>>>>
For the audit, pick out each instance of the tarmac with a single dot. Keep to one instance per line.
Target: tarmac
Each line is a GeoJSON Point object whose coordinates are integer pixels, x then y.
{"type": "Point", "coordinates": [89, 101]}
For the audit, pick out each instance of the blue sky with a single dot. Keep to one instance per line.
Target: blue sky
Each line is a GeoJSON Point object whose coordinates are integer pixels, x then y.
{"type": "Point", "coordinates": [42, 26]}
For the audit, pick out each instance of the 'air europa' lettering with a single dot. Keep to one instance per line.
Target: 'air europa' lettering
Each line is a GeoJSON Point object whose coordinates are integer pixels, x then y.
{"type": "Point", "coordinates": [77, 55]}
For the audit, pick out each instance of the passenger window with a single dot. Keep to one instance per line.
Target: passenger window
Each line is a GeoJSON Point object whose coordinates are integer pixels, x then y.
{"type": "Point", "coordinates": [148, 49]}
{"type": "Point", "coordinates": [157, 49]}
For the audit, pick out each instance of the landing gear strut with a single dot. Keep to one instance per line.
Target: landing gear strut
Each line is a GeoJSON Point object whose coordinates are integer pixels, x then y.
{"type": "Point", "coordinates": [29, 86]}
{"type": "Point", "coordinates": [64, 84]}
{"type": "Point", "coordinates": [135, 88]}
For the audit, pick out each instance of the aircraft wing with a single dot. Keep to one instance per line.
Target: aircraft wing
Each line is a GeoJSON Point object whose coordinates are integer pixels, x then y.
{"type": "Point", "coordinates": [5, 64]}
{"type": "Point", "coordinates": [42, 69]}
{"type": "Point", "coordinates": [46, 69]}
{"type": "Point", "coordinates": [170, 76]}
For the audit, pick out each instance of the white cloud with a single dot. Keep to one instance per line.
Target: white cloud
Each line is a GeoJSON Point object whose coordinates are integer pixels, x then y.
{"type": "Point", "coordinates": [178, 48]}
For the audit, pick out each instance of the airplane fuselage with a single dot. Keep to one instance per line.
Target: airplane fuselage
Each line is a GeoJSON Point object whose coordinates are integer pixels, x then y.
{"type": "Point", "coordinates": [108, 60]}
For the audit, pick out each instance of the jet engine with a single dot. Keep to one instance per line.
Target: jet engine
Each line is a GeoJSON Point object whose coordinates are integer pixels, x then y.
<<<<
(EXERCISE GOAL) Repeat every record, keeping each line exactly as it is.

(RESULT OF THE EXERCISE)
For the audit, pick out each instance of the tarmac with a single dot. Keep to one instance per line.
Target: tarmac
Each line is a GeoJSON Point object whose coordinates are integer pixels, x then y.
{"type": "Point", "coordinates": [89, 101]}
For the audit, pick out each instance of the blue sky with a single dot. Keep to one instance per line.
Target: blue sky
Each line is a GeoJSON Point object whose coordinates are integer pixels, x then y.
{"type": "Point", "coordinates": [42, 26]}
For the audit, pick out each instance of the 'air europa' lettering with a single dot. Keep to one instance per line.
Target: 'air europa' lettering
Each line is a GeoJSON Point object whose coordinates are integer pixels, x then y.
{"type": "Point", "coordinates": [77, 55]}
For the audit, pick out each instance of the passenger window with a single dot. Keep to one instance per line.
Target: passenger window
Each line is a GeoJSON Point object whose coordinates are integer pixels, x then y.
{"type": "Point", "coordinates": [148, 49]}
{"type": "Point", "coordinates": [157, 49]}
For the audit, pick out each instance of the landing gear strut with a single dot. Keep to one instance per line.
Target: landing gear strut
Each line is a GeoJSON Point object whose coordinates are integer pixels, x then y.
{"type": "Point", "coordinates": [29, 86]}
{"type": "Point", "coordinates": [64, 84]}
{"type": "Point", "coordinates": [135, 88]}
For the audit, pick out each instance of the aircraft wing with a single dot. Keep to one instance per line.
Target: aircraft wing
Each line is a GeoJSON Point object whose coordinates are integer pixels, x then y.
{"type": "Point", "coordinates": [5, 64]}
{"type": "Point", "coordinates": [42, 69]}
{"type": "Point", "coordinates": [46, 69]}
{"type": "Point", "coordinates": [170, 76]}
For the audit, pick out each instance of the white cloud with a single dot. Keep to one instance per line.
Target: white cloud
Each line is a GeoJSON Point object whose coordinates are integer pixels, x then y.
{"type": "Point", "coordinates": [178, 48]}
For the audit, pick out each instance of the airplane fuselage with a single dot. Keep to one instance per line.
Target: airplane fuselage
Each line is a GeoJSON Point object whose coordinates are integer pixels, x then y.
{"type": "Point", "coordinates": [108, 60]}
For the audit, pick out each instance of the jet engine with a single dot. Keep to one instance per line.
Target: jet engine
Each line is a GeoJSON Point object whose coordinates are integer pixels, x then y.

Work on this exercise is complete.